■ **YOUR TASK**: Working from the entries below, give again each line from the first through the one containing "box: [77, 114, 123, 147]", exactly and with nothing else.

(RECORDS FOR THIS EXERCISE begins)

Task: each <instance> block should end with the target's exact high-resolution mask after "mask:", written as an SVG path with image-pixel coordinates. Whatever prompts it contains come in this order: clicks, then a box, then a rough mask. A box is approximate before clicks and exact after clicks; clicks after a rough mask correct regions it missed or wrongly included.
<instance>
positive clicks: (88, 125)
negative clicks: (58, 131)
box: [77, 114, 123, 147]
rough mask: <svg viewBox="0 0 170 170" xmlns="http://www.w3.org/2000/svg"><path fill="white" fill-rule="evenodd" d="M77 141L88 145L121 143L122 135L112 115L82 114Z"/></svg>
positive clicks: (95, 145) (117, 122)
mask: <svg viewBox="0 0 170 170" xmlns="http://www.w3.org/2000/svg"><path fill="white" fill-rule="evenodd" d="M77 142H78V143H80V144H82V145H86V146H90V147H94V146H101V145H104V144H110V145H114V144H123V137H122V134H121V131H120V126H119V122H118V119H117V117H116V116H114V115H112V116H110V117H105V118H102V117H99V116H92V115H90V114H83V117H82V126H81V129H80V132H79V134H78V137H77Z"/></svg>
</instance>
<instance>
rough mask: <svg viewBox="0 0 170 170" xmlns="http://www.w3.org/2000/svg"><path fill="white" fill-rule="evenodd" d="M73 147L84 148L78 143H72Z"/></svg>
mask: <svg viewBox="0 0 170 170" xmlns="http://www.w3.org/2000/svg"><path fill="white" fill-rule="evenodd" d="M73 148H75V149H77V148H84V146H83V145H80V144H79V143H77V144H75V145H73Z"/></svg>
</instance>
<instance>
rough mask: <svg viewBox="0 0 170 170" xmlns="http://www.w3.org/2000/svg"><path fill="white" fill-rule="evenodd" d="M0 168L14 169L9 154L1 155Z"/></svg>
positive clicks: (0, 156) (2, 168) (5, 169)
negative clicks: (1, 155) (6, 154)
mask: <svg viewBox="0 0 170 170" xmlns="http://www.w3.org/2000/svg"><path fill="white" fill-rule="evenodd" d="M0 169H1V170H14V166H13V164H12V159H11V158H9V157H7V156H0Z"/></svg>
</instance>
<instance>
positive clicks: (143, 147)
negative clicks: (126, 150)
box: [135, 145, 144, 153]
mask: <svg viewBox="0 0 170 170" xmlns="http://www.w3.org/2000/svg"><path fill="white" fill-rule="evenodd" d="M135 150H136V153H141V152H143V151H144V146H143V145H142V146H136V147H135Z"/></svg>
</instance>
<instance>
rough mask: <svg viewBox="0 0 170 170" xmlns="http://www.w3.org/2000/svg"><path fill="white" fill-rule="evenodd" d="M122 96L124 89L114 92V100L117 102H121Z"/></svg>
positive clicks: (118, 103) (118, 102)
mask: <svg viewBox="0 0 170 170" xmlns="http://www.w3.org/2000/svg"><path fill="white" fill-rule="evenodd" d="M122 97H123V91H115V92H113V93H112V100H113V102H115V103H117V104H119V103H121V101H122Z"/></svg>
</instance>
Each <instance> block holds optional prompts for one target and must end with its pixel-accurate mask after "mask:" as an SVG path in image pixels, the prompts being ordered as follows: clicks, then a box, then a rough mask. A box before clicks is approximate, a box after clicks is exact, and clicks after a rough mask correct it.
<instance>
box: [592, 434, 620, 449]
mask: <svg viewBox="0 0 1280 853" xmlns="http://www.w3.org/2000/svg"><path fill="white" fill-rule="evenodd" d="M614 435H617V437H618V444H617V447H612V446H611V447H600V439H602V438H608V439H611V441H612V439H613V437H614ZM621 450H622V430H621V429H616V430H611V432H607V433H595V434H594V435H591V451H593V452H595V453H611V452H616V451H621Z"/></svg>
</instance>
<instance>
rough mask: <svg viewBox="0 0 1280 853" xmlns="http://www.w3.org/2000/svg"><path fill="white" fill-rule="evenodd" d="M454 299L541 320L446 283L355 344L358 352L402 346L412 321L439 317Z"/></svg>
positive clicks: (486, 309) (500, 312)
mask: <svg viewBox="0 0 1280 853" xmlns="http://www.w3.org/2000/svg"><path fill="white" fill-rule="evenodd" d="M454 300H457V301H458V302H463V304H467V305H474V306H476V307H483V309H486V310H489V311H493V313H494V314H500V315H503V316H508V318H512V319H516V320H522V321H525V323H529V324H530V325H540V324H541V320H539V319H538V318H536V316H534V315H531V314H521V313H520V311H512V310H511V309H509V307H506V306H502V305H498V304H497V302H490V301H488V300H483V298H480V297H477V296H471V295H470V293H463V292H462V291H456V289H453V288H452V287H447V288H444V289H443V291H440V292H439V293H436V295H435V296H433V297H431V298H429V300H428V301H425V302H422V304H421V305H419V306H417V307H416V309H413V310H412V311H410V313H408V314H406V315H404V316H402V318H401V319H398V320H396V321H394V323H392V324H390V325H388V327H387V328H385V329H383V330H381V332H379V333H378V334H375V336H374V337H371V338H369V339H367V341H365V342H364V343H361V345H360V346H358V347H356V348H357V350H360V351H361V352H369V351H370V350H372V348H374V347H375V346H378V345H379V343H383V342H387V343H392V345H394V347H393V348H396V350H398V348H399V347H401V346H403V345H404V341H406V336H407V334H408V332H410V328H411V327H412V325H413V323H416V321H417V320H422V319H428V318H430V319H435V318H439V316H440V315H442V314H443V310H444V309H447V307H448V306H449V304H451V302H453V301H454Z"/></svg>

(RECORDS FOR THIS EXERCISE ends)

■ **WRITTEN SOLUTION**:
Task: each <instance> block should end with the target's exact high-resolution mask after "mask:", written as an SVG path with image-pixel coordinates. Whatever prompts it contains come in this order: clicks, then a box, then a rough mask. A box is approximate before clicks and exact after clicks; clicks after a rough mask correct regions it missed or wrongly included.
<instance>
positive clicks: (88, 125)
negative clicks: (58, 131)
box: [77, 114, 123, 147]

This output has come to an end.